**Given problem**:
Reproduce each of the following lines verbatim, with no alteration whatsoever.

----- Input for this task -----

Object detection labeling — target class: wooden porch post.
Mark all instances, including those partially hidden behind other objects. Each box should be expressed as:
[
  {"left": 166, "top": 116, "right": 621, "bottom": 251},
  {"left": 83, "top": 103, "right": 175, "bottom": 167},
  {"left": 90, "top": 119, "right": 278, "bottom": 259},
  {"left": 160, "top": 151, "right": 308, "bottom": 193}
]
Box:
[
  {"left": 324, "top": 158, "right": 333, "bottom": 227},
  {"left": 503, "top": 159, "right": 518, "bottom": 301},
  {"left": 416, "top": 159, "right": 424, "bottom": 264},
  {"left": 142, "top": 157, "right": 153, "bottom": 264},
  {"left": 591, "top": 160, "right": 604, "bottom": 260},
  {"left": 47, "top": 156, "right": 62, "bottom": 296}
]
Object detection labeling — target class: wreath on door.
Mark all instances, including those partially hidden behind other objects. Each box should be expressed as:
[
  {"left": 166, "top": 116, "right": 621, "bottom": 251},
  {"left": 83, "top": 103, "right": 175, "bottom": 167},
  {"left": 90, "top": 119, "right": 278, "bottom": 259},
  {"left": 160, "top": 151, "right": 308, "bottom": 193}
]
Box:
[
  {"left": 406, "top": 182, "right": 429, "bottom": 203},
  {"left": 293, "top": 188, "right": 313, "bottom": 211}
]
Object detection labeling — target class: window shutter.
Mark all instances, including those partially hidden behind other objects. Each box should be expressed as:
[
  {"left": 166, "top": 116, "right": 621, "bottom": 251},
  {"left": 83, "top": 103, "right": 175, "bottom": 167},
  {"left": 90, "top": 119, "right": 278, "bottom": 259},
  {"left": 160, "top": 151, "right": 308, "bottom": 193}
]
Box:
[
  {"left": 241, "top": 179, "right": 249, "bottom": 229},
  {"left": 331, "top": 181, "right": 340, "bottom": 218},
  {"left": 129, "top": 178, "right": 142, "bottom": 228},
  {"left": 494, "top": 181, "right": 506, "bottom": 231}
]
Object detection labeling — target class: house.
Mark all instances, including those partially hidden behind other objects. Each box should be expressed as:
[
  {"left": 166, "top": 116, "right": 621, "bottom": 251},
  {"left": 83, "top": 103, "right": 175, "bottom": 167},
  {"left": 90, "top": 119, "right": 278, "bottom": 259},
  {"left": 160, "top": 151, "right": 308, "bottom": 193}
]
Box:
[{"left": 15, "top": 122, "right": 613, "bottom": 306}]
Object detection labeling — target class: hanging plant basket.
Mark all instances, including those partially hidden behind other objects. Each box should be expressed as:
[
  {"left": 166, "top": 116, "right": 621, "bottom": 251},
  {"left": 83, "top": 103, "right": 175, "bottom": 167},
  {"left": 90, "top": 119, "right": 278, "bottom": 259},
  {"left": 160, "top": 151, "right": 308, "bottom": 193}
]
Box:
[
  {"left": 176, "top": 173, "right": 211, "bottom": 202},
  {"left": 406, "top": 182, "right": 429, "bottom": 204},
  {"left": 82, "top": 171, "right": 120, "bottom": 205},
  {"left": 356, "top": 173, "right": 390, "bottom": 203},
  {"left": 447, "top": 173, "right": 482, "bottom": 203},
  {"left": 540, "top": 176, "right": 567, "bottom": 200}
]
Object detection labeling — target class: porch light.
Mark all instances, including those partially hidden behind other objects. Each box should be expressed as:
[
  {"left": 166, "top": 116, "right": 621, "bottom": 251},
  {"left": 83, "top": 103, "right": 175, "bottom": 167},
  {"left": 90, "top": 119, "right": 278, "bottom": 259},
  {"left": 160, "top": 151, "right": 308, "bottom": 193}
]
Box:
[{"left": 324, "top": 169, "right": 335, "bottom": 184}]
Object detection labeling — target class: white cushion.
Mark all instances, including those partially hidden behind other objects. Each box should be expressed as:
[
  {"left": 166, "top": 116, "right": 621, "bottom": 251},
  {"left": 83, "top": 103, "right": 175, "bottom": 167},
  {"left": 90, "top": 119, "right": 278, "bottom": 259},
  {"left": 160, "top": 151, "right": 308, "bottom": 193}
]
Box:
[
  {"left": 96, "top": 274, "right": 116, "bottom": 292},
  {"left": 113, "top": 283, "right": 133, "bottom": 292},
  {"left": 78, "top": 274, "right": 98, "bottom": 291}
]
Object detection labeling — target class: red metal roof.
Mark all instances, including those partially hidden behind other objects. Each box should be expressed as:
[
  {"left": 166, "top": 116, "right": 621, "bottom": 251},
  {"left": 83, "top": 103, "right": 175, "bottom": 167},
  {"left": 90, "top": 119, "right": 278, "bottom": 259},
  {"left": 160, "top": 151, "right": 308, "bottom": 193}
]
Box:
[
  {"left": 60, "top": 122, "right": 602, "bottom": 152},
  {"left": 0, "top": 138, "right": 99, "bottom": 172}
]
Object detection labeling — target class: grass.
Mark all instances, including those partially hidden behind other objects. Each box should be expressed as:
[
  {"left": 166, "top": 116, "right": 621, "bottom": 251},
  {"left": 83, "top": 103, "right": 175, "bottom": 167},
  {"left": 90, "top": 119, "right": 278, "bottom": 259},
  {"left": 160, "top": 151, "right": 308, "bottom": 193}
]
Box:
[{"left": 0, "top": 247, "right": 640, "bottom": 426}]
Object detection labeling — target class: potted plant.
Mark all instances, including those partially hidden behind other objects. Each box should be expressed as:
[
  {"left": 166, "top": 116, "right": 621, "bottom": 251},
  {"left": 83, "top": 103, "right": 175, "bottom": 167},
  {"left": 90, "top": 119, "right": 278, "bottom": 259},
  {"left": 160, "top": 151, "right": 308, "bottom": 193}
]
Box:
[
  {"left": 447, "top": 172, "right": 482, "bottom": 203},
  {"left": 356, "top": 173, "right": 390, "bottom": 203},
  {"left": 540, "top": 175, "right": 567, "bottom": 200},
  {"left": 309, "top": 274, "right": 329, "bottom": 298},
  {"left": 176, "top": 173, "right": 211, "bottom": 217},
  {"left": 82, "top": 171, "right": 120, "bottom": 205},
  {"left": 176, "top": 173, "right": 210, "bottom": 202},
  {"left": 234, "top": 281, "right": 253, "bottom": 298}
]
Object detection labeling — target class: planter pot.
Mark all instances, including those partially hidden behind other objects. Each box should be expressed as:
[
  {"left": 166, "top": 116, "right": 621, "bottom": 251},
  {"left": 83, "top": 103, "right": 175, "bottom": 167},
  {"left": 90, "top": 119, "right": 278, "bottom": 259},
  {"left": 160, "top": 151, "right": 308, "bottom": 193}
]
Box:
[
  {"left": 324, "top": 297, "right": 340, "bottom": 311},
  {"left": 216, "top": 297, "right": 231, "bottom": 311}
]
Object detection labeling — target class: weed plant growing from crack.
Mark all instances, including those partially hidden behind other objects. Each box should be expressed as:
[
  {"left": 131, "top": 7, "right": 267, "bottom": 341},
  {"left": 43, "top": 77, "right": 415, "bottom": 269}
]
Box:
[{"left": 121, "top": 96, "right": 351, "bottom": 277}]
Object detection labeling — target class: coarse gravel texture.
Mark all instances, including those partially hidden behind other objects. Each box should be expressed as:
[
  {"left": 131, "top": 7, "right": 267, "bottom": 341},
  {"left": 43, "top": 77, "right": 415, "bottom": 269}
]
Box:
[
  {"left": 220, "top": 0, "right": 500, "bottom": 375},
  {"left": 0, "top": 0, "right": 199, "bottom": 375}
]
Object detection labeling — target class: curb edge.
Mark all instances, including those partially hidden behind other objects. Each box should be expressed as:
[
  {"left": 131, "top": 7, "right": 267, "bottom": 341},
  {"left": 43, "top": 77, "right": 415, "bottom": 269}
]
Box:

-----

**Answer to this task**:
Object detection labeling — target class: wooden porch post.
Mark all instances, including those partially hidden behind other objects. Each box should be expressed as:
[
  {"left": 166, "top": 116, "right": 621, "bottom": 251},
  {"left": 83, "top": 103, "right": 175, "bottom": 167},
  {"left": 90, "top": 119, "right": 278, "bottom": 259},
  {"left": 160, "top": 151, "right": 308, "bottom": 193}
]
Box:
[
  {"left": 324, "top": 158, "right": 333, "bottom": 227},
  {"left": 503, "top": 159, "right": 518, "bottom": 301},
  {"left": 416, "top": 159, "right": 424, "bottom": 264},
  {"left": 142, "top": 157, "right": 153, "bottom": 264},
  {"left": 591, "top": 160, "right": 604, "bottom": 260},
  {"left": 47, "top": 156, "right": 62, "bottom": 296}
]
Object detection labeling — target class: wreath on door.
Mark all instances, including those partially hidden behind other objects. Each box should be expressed as:
[
  {"left": 166, "top": 116, "right": 621, "bottom": 251},
  {"left": 83, "top": 103, "right": 175, "bottom": 167},
  {"left": 90, "top": 119, "right": 278, "bottom": 259},
  {"left": 160, "top": 151, "right": 308, "bottom": 193}
]
Box:
[
  {"left": 406, "top": 182, "right": 429, "bottom": 203},
  {"left": 293, "top": 188, "right": 313, "bottom": 211}
]
Object detection labeling — target class: window shutter.
Mark all instances, including those partially hidden behind other objects. Each box should be expressed as:
[
  {"left": 166, "top": 116, "right": 621, "bottom": 251},
  {"left": 83, "top": 103, "right": 175, "bottom": 167},
  {"left": 90, "top": 119, "right": 278, "bottom": 259},
  {"left": 160, "top": 151, "right": 308, "bottom": 193}
]
Box:
[
  {"left": 241, "top": 179, "right": 249, "bottom": 229},
  {"left": 331, "top": 181, "right": 340, "bottom": 218},
  {"left": 129, "top": 178, "right": 142, "bottom": 228},
  {"left": 494, "top": 181, "right": 506, "bottom": 231}
]
Object detection labeling — target class: house.
Mark all instances, including those partially hidden behind other objects. Each box should be expressed as:
[
  {"left": 166, "top": 116, "right": 621, "bottom": 251},
  {"left": 83, "top": 103, "right": 175, "bottom": 167},
  {"left": 90, "top": 119, "right": 278, "bottom": 259},
  {"left": 160, "top": 151, "right": 308, "bottom": 193}
]
Box:
[{"left": 15, "top": 122, "right": 613, "bottom": 306}]
Object detection labeling — target class: hanging plant basket.
Mark all instances, including those partially hidden behind other objects. Each box should be expressed as:
[
  {"left": 166, "top": 116, "right": 621, "bottom": 251},
  {"left": 83, "top": 103, "right": 175, "bottom": 167},
  {"left": 90, "top": 119, "right": 278, "bottom": 259},
  {"left": 160, "top": 151, "right": 308, "bottom": 193}
]
Box:
[
  {"left": 176, "top": 173, "right": 211, "bottom": 202},
  {"left": 406, "top": 182, "right": 429, "bottom": 204},
  {"left": 82, "top": 171, "right": 120, "bottom": 205},
  {"left": 356, "top": 173, "right": 390, "bottom": 203},
  {"left": 447, "top": 173, "right": 482, "bottom": 203},
  {"left": 540, "top": 176, "right": 567, "bottom": 200}
]
Object detection labeling — target class: porch light.
Mark all instances, including those partially hidden behind other objects. Each box should be expressed as:
[
  {"left": 166, "top": 116, "right": 621, "bottom": 251},
  {"left": 83, "top": 103, "right": 175, "bottom": 167},
  {"left": 90, "top": 119, "right": 278, "bottom": 259},
  {"left": 160, "top": 151, "right": 308, "bottom": 193}
]
Box:
[{"left": 324, "top": 169, "right": 335, "bottom": 184}]
Object detection labeling — target class: white cushion.
Mark all instances, including those partially hidden behind other objects. Each box should be expressed as:
[
  {"left": 166, "top": 116, "right": 621, "bottom": 251},
  {"left": 83, "top": 103, "right": 175, "bottom": 167},
  {"left": 90, "top": 119, "right": 278, "bottom": 259},
  {"left": 160, "top": 151, "right": 308, "bottom": 193}
]
Box:
[
  {"left": 96, "top": 274, "right": 116, "bottom": 292},
  {"left": 113, "top": 283, "right": 133, "bottom": 292},
  {"left": 78, "top": 274, "right": 98, "bottom": 291}
]
Object detection labeling — target class: red metal roof.
Mark all instances, including those partially hidden behind other objects. Each box should be expressed as:
[
  {"left": 166, "top": 116, "right": 621, "bottom": 251},
  {"left": 83, "top": 103, "right": 175, "bottom": 167},
  {"left": 90, "top": 119, "right": 278, "bottom": 259},
  {"left": 160, "top": 151, "right": 308, "bottom": 193}
]
Box:
[
  {"left": 60, "top": 122, "right": 602, "bottom": 152},
  {"left": 0, "top": 138, "right": 99, "bottom": 172}
]
Object detection labeling — target class: grass.
Mark all instances, including those partially hidden behind other objects. Each box should be expressed as:
[
  {"left": 166, "top": 116, "right": 621, "bottom": 251},
  {"left": 83, "top": 103, "right": 175, "bottom": 167},
  {"left": 90, "top": 119, "right": 278, "bottom": 259},
  {"left": 160, "top": 151, "right": 308, "bottom": 193}
]
Box:
[{"left": 0, "top": 247, "right": 640, "bottom": 426}]
Object detection labeling — target class: potted plant.
Mark all instances, including those partially hidden behind other objects. Each box should be expressed as:
[
  {"left": 166, "top": 116, "right": 621, "bottom": 251},
  {"left": 83, "top": 103, "right": 175, "bottom": 167},
  {"left": 90, "top": 119, "right": 278, "bottom": 259},
  {"left": 160, "top": 151, "right": 308, "bottom": 193}
]
Box:
[
  {"left": 447, "top": 172, "right": 482, "bottom": 203},
  {"left": 356, "top": 173, "right": 390, "bottom": 203},
  {"left": 540, "top": 175, "right": 567, "bottom": 200},
  {"left": 309, "top": 274, "right": 329, "bottom": 298},
  {"left": 176, "top": 173, "right": 211, "bottom": 217},
  {"left": 82, "top": 171, "right": 120, "bottom": 205},
  {"left": 176, "top": 173, "right": 210, "bottom": 202},
  {"left": 234, "top": 281, "right": 253, "bottom": 298}
]
Object detection labeling — target class: planter pot.
Mark all instances, including those partially hidden behind other objects. Each box should be expressed as:
[
  {"left": 166, "top": 116, "right": 621, "bottom": 251},
  {"left": 83, "top": 103, "right": 175, "bottom": 167},
  {"left": 90, "top": 119, "right": 278, "bottom": 259},
  {"left": 160, "top": 151, "right": 308, "bottom": 193}
]
Box:
[
  {"left": 324, "top": 297, "right": 340, "bottom": 311},
  {"left": 216, "top": 297, "right": 231, "bottom": 311}
]
Object detection labeling — target class: weed plant growing from crack.
Mark all instances, including those partially hidden behind other objects. Each box should be expressed as:
[
  {"left": 131, "top": 7, "right": 267, "bottom": 341},
  {"left": 43, "top": 77, "right": 415, "bottom": 269}
]
Box:
[{"left": 121, "top": 96, "right": 351, "bottom": 277}]
Object detection labeling — target class: coarse gravel texture.
Mark all instances, including those partially hidden behind other objects. Each box should be expressed as:
[
  {"left": 131, "top": 7, "right": 267, "bottom": 341},
  {"left": 43, "top": 77, "right": 415, "bottom": 269}
]
Box:
[
  {"left": 220, "top": 0, "right": 500, "bottom": 375},
  {"left": 0, "top": 0, "right": 199, "bottom": 375}
]
Object detection labeling — target class: curb edge.
Mark all instances, including those partially hidden behind other objects. Each box should be expressed as:
[
  {"left": 131, "top": 7, "right": 267, "bottom": 341},
  {"left": 43, "top": 77, "right": 415, "bottom": 269}
]
Box:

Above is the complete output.